**SUPPLIED MATERIAL:**
---+---
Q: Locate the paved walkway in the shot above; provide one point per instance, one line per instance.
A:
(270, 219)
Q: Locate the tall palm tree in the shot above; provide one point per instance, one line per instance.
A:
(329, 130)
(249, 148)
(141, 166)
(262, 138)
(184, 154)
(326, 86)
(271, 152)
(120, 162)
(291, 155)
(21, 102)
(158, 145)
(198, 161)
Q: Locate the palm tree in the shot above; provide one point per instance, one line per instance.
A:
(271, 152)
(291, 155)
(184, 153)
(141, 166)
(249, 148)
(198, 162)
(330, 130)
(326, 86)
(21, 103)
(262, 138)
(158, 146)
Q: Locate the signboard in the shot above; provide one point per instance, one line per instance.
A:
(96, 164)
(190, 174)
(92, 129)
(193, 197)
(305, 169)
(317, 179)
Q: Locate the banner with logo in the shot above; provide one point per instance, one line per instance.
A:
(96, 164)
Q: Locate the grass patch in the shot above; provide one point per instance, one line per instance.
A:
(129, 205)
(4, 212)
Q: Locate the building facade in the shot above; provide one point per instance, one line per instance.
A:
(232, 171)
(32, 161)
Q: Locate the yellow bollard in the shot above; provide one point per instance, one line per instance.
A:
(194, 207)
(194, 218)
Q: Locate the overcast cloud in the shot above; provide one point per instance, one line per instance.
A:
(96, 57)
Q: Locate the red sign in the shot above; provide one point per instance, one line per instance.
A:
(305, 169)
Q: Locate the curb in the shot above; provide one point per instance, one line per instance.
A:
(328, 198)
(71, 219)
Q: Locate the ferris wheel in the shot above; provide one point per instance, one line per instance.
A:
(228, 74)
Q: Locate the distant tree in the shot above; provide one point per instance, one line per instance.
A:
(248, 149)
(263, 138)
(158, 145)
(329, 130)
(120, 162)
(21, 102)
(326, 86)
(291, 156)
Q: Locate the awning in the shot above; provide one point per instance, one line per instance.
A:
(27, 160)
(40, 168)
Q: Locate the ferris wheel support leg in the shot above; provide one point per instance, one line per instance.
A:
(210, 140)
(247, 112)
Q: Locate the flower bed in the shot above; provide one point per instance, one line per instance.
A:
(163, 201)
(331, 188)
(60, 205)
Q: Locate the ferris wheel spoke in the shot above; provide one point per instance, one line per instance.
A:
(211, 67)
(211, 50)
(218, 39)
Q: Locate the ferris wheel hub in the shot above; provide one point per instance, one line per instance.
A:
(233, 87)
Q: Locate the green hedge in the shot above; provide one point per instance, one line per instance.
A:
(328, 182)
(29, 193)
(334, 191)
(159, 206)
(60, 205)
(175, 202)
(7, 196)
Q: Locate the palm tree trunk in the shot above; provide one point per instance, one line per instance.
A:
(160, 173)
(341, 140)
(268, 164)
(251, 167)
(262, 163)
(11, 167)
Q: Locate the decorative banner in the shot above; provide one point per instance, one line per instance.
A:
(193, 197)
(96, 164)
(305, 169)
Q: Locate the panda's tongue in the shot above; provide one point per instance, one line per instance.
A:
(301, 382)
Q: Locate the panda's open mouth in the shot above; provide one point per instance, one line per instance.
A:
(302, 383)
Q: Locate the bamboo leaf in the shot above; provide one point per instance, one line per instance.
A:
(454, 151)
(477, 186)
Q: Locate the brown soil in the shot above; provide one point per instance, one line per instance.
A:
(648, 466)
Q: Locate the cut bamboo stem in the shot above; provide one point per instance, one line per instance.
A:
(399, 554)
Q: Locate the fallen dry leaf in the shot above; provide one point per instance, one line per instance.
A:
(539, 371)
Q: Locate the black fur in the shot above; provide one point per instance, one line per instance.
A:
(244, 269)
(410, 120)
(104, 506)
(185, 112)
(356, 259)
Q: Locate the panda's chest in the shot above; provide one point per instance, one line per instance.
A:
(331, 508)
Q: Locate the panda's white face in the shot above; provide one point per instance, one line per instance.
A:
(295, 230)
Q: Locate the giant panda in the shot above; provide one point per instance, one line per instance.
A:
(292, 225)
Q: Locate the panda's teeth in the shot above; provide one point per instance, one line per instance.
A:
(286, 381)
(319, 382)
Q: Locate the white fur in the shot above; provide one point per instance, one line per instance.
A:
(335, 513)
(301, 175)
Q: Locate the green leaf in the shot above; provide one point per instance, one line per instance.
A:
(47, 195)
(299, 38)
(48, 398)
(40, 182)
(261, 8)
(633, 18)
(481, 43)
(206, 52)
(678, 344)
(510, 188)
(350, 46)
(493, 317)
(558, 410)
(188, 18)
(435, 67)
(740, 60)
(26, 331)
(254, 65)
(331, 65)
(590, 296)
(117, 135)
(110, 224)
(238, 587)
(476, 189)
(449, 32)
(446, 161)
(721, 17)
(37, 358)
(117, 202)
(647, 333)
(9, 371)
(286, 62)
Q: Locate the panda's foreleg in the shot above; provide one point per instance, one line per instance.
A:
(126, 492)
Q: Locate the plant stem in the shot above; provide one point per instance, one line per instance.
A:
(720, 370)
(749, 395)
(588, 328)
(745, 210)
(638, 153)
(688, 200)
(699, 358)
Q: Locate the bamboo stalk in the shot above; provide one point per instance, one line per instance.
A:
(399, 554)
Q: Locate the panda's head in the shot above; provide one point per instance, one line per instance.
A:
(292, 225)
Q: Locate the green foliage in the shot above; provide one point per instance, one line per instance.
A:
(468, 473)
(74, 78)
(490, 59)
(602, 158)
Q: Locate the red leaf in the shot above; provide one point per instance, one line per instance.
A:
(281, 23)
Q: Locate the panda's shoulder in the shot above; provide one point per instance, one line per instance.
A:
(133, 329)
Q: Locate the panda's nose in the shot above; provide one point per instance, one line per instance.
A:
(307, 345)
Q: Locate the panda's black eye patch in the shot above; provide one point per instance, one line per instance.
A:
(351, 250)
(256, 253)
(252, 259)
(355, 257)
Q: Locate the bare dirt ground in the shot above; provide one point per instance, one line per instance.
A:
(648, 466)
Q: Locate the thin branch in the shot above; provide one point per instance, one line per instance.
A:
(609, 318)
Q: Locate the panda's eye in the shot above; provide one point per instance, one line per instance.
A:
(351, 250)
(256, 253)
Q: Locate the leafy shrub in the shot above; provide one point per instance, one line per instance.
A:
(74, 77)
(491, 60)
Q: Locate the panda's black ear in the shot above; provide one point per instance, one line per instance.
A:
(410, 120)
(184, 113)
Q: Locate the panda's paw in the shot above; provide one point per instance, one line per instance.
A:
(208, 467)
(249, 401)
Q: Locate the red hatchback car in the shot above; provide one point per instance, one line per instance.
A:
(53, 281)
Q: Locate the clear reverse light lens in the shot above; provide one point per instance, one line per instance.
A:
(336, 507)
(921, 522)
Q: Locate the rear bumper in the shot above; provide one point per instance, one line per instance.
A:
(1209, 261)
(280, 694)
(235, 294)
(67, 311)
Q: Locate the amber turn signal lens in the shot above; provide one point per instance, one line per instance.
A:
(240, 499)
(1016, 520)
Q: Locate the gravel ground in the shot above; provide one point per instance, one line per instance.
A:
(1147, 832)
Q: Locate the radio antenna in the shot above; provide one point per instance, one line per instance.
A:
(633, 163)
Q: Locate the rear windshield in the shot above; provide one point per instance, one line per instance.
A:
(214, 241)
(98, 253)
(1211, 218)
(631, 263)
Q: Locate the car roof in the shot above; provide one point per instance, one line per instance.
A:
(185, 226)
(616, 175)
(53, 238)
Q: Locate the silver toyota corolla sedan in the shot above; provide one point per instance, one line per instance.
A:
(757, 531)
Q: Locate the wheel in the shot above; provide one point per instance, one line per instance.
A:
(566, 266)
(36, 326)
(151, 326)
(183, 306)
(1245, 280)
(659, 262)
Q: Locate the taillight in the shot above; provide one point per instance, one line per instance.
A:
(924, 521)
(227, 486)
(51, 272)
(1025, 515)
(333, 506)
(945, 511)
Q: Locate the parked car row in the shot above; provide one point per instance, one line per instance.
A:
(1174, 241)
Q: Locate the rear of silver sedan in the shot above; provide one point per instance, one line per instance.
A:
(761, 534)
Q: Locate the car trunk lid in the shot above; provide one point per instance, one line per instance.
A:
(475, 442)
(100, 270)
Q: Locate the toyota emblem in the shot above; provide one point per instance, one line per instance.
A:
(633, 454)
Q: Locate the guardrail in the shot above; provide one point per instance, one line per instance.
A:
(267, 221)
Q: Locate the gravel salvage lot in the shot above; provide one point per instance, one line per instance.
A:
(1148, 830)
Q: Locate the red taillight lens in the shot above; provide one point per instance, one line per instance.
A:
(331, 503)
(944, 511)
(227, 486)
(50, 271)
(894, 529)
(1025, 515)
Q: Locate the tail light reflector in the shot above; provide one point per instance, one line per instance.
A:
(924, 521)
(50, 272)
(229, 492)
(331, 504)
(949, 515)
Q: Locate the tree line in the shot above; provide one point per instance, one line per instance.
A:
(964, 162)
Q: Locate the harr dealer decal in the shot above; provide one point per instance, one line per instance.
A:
---+---
**DIRECTION:** Output an exact copy of the lines beginning at the one that holds "Q: Locate the toyota" and running through the final line of the records.

**THE RESPONSE:**
Q: Locate the toyota emblem in the shot above; provide one point per instance, one line per instance.
A:
(633, 454)
Q: Locate the guardrail in the shot above; provide one point per instance, one line per instance.
A:
(267, 221)
Q: Locate the gravel salvage lot in the shot above; provide one point per instance, one line per instance.
A:
(1148, 830)
Q: Locate the red taillight lens in the shot above; provide one point per instance, one line per instance.
A:
(331, 503)
(944, 511)
(227, 486)
(50, 271)
(894, 529)
(1025, 515)
Q: Locate the tail light reflector in the shot above; provide one point per instance, one line per instance.
A:
(924, 521)
(50, 272)
(229, 492)
(331, 504)
(949, 515)
Q: Locate the tree line in the shot above; provide one point per instance, one line per instance.
A:
(964, 162)
Q: Locate the harr dealer decal in the shot above; provide one point per instance, one line per instance.
A:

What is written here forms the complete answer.